Complete the following —
a. In the excerpt on the Old Testament prophets, who does Amos mean by the "cows of Bashan"?
b. Reproduce the passage from the excerpt on the Old Testament prophets starting at "But if you were" and ending at "a handle on?".
** START Text block **
This excerpt is taken from Nancy Guthrie’s new Bible study, The Word of the Lord: Seeing Jesus in the Prophets (Crossway, 2014).

If someone asked you, you could probably give a one or two-sentence summary of what books such as Charlotte’s Web or The Scarlet Letter or The Adventures of Huckleberry Finn are about.

But if you were asked to give a concise description of particular books of the Bible—especially Old Testament prophetic books such as Micah or Ezekiel or Malachi—would you be able to do so? What is it that makes the Old Testament prophetic books difficult to get a handle on?

The Word of the Lord

Why We Avoid the Prophets

First, we need to read the prophetic books because we struggle with the same sins the people in their day struggled with: If you or I were reading something that mentioned the Depression or 9/11 or the Rockies or the Big Apple, we would have no trouble understanding these references because they entail familiar history and geography. But when we read that Isaiah sees a warrior coming from Edom in crimson garments, we don’t get what this means because we don’t know that Edom represents the enemies of God and his people throughout the Old Testament. When Amos talks about the “cows of Bashan” (Amos 4:1), we don’t laugh out loud like we should because we don’t immediately get that Amos is referring to rich, lazy women who don’t care about the poor.
** END Text block **
** START Recorded information **
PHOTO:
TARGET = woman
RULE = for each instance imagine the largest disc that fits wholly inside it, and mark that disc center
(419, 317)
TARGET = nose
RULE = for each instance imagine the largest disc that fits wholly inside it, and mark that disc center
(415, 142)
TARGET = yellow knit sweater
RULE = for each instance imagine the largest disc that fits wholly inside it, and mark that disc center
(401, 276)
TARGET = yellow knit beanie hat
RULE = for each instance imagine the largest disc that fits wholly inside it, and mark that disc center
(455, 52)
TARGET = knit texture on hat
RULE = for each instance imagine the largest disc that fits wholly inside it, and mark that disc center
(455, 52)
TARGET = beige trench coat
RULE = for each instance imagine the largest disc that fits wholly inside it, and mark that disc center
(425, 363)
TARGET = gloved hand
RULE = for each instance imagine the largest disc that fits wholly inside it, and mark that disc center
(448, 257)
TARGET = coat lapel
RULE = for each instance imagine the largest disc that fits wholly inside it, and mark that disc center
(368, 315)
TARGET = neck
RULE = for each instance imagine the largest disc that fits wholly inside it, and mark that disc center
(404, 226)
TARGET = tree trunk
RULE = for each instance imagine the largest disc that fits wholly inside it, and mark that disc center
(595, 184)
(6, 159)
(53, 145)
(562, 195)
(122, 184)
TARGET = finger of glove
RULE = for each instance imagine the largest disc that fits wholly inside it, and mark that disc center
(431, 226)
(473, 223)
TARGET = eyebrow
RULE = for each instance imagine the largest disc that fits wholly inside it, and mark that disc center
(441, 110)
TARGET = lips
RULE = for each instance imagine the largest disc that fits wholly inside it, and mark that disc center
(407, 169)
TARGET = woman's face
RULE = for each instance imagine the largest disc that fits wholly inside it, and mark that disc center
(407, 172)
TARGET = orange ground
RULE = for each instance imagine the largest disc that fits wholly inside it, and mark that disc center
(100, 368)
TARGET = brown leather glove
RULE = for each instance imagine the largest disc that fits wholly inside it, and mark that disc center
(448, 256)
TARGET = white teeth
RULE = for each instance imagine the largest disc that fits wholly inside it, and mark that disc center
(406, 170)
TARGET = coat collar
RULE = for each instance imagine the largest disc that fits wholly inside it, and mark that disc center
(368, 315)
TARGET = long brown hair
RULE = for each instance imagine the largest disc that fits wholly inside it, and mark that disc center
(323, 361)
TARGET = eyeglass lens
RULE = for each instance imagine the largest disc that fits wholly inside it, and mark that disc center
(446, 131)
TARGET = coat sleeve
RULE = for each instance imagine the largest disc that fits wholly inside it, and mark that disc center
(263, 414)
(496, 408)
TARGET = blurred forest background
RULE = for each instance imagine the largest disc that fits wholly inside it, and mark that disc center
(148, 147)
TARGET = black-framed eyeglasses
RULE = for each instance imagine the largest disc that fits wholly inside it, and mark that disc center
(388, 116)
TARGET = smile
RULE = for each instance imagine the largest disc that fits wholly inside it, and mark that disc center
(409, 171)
** END Recorded information **
Worked answers —
a. Rich, lazy women who don't care about the poor.

b.
But if you were asked to give a concise description of particular books of the Bible—especially Old Testament prophetic books such as Micah or Ezekiel or Malachi—would you be able to do so? What is it that makes the Old Testament prophetic books difficult to get a handle on?